● **Problem**
Search the data for the word "petal" and copy each line that has it.

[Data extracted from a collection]

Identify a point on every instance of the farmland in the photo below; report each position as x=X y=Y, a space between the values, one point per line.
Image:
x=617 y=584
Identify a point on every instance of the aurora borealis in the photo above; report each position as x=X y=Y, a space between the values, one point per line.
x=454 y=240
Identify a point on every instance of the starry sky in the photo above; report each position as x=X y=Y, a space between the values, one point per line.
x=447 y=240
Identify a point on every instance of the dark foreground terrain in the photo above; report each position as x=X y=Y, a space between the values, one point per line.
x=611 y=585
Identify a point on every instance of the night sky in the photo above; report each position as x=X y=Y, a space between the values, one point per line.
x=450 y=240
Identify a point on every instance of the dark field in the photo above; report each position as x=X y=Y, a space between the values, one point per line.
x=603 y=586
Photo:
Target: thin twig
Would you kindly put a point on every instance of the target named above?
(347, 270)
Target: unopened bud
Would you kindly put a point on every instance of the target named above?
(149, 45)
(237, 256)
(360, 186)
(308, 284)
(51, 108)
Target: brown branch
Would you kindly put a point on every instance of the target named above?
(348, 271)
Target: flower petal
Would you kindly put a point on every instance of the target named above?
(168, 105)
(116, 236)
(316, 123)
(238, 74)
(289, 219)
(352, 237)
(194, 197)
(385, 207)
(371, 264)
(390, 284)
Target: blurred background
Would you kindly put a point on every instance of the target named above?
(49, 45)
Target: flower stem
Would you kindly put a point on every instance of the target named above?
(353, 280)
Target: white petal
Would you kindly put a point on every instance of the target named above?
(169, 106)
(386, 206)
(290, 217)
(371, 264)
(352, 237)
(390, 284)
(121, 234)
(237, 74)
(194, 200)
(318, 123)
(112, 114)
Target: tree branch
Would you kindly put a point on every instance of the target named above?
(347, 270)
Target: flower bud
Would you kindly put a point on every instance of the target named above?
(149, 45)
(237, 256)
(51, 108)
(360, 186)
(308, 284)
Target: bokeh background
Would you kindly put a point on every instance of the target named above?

● **Result for this exercise**
Target: flower petal
Target: white petal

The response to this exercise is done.